▸ **THE TASK**
Below are the records. Gather each line that holds "field".

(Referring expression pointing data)
=-=-=-=-=
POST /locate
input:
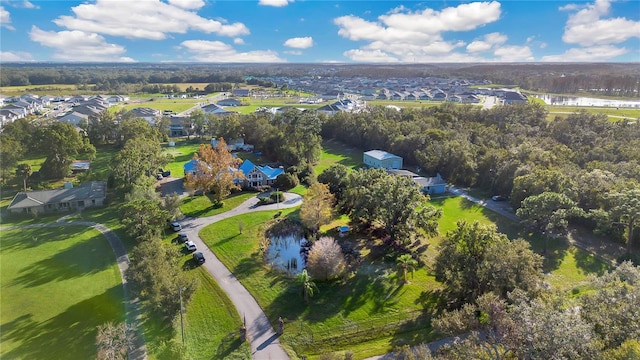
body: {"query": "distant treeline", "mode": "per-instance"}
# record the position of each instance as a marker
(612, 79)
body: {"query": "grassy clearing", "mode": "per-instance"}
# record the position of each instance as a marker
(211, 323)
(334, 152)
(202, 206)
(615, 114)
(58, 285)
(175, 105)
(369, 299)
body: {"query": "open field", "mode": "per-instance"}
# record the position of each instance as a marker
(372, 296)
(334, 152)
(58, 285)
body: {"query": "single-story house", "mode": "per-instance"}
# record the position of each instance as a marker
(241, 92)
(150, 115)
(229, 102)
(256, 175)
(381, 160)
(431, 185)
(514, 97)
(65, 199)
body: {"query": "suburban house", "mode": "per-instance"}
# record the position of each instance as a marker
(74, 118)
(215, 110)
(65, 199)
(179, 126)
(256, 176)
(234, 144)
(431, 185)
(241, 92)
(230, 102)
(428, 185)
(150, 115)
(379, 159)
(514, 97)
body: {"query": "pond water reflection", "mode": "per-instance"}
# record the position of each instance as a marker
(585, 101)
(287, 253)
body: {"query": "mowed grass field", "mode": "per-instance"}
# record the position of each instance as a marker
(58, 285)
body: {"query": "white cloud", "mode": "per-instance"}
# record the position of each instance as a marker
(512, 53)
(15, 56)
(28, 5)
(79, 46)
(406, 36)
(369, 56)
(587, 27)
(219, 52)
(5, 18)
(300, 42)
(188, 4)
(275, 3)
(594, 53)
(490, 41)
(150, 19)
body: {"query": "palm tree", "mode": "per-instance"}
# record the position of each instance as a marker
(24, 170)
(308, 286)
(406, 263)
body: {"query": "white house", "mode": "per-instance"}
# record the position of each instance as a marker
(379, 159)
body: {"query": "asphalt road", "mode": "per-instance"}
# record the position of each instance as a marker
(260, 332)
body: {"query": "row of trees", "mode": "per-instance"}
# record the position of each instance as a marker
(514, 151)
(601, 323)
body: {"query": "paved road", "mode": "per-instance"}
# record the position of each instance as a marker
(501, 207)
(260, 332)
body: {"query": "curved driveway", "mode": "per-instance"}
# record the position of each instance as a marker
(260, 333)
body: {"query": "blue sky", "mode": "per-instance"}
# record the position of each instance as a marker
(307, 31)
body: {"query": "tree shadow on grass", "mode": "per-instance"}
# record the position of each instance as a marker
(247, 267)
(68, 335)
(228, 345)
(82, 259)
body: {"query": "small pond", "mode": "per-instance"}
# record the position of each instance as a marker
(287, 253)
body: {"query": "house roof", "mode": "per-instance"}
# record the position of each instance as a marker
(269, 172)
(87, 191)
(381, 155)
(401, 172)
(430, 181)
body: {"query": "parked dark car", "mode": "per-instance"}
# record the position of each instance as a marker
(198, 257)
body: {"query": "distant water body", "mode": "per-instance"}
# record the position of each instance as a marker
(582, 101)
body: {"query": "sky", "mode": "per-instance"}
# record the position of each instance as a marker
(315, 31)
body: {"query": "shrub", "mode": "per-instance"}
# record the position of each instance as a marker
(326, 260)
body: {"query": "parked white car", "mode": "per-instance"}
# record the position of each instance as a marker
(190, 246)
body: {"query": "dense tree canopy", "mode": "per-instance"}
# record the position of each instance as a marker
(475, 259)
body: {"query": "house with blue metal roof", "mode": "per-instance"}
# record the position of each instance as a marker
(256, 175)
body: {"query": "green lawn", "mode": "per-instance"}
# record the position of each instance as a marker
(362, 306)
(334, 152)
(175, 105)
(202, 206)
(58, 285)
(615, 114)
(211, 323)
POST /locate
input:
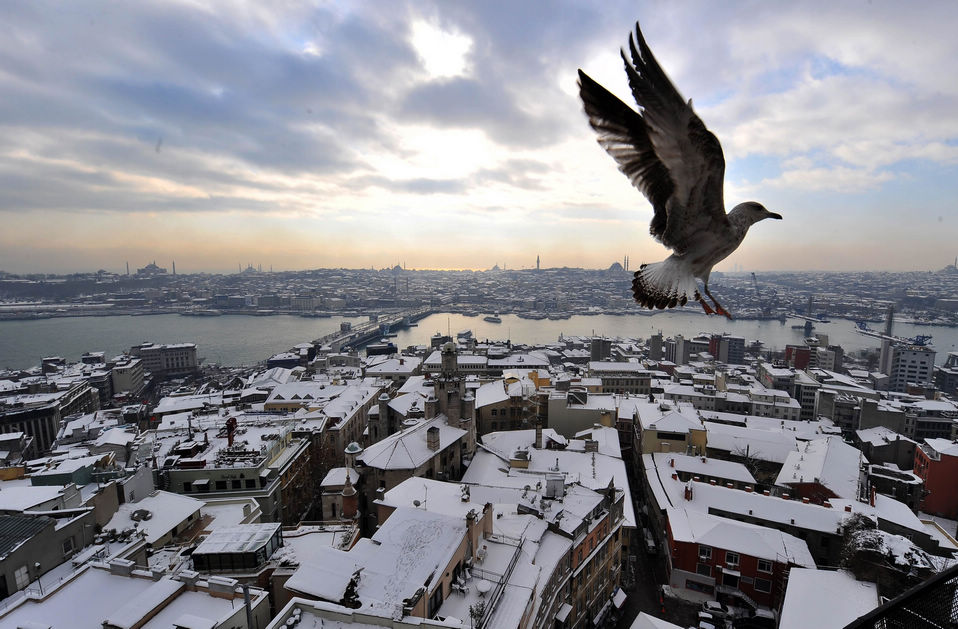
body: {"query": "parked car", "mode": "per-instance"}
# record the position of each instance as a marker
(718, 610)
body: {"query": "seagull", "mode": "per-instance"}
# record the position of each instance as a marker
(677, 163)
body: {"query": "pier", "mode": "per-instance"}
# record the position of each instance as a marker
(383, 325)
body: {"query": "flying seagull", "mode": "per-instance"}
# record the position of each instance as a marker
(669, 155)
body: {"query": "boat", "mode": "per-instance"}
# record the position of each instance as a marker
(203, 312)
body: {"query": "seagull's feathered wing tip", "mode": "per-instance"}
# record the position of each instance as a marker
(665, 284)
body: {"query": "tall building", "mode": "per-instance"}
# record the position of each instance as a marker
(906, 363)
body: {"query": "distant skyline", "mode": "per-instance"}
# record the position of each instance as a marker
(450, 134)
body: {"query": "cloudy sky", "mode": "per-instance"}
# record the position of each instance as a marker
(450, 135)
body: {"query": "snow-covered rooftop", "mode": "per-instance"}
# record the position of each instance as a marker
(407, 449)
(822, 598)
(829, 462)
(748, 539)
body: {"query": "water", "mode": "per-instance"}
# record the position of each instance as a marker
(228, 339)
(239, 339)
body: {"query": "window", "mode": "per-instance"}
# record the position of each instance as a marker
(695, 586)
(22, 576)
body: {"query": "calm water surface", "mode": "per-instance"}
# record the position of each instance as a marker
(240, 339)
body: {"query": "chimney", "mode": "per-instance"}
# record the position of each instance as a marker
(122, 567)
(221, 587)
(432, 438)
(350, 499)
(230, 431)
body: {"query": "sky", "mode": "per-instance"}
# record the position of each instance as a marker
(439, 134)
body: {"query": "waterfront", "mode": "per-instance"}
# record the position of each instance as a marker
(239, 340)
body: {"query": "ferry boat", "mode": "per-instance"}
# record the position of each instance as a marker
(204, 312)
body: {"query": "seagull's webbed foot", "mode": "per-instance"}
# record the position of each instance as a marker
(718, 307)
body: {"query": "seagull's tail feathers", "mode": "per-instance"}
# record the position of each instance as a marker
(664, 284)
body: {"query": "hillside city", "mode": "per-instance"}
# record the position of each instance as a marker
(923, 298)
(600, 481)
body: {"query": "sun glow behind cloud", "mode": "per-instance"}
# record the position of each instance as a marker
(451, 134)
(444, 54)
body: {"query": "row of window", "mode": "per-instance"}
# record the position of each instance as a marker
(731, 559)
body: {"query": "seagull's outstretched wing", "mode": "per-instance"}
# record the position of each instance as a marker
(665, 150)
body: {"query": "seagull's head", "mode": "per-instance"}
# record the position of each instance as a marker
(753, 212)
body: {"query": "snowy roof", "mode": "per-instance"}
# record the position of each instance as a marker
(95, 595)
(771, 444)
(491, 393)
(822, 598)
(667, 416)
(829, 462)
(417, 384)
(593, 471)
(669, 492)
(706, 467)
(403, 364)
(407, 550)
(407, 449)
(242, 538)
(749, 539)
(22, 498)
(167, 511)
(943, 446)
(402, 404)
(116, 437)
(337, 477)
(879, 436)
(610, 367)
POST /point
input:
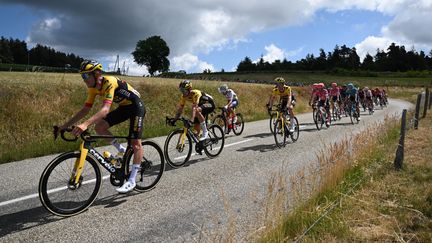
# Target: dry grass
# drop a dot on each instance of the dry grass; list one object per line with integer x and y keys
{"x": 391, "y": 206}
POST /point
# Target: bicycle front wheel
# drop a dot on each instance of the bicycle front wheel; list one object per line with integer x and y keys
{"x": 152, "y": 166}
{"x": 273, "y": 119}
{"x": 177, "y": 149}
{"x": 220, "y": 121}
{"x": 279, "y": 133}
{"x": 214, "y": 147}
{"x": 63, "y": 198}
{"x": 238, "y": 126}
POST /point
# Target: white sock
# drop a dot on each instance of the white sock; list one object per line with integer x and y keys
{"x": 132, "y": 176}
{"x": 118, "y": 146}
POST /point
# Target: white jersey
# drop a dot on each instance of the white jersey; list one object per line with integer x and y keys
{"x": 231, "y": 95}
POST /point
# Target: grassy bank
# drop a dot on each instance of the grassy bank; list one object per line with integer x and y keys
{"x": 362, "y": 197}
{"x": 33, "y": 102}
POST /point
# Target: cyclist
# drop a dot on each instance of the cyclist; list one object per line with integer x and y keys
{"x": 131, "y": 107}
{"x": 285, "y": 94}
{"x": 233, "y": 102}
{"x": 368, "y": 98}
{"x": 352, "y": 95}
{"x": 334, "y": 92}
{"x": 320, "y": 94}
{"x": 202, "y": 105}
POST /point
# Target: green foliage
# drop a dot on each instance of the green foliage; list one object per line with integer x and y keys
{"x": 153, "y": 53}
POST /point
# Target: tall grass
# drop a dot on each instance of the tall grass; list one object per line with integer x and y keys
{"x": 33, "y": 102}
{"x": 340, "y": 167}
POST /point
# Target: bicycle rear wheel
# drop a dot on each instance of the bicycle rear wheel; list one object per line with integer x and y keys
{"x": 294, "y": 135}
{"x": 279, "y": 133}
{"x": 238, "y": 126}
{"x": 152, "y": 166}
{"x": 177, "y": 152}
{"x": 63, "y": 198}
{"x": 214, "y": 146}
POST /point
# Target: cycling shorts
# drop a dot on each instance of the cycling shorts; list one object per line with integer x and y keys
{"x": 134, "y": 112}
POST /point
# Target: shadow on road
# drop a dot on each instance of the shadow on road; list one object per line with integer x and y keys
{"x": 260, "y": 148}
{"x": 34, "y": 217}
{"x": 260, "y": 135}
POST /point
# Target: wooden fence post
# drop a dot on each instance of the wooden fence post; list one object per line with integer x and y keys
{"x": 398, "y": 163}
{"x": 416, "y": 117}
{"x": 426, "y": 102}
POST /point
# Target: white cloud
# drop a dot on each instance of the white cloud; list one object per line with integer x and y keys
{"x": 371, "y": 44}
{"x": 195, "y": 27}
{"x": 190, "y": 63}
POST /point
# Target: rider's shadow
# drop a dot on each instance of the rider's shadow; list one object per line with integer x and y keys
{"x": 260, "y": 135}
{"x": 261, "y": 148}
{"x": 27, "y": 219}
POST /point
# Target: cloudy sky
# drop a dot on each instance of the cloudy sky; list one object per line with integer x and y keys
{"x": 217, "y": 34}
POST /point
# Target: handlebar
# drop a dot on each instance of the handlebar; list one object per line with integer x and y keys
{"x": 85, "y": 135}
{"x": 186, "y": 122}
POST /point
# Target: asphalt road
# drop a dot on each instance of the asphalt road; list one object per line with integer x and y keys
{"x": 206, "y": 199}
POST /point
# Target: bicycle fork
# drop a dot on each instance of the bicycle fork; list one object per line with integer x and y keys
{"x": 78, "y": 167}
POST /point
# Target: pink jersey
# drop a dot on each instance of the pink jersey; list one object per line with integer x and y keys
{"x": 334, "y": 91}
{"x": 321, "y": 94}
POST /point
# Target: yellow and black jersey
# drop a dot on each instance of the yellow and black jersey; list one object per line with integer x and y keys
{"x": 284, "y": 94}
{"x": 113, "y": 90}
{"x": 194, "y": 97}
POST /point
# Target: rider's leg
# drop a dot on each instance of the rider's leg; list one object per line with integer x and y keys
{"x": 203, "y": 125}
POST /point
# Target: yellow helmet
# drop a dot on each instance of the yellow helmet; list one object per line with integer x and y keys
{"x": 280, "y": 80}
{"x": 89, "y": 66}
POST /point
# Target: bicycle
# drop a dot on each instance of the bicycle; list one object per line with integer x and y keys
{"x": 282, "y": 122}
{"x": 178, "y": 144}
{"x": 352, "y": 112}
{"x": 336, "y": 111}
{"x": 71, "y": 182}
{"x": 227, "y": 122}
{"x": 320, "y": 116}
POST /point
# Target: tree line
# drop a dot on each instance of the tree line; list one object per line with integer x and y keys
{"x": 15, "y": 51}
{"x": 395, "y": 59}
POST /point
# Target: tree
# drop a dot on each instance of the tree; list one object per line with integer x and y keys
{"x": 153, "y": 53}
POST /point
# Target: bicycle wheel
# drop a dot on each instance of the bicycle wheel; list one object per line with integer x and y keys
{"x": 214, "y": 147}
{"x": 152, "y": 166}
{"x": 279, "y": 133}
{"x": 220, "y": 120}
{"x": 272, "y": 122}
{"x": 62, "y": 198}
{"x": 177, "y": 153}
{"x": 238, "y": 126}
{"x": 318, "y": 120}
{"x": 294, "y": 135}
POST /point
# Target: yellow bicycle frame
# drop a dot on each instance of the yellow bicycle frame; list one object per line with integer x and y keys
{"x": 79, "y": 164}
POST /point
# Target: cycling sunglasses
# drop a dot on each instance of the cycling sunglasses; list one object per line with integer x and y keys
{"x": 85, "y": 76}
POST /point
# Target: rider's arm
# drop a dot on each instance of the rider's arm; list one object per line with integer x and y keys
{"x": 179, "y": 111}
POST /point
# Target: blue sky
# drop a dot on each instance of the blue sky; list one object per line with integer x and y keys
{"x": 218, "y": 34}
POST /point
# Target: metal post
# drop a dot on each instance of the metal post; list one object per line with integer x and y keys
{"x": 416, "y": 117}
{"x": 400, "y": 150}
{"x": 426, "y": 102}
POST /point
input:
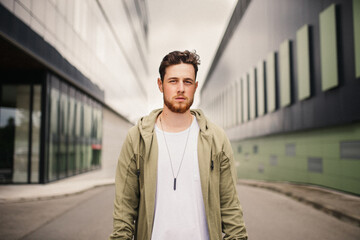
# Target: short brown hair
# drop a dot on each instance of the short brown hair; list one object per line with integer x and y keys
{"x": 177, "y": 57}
=-=-=-=-=
▸ **EXERCISE RESPONSE**
body: {"query": "open field", "mode": "per-instance"}
body: {"query": "mowed grass field", "mode": "per-instance"}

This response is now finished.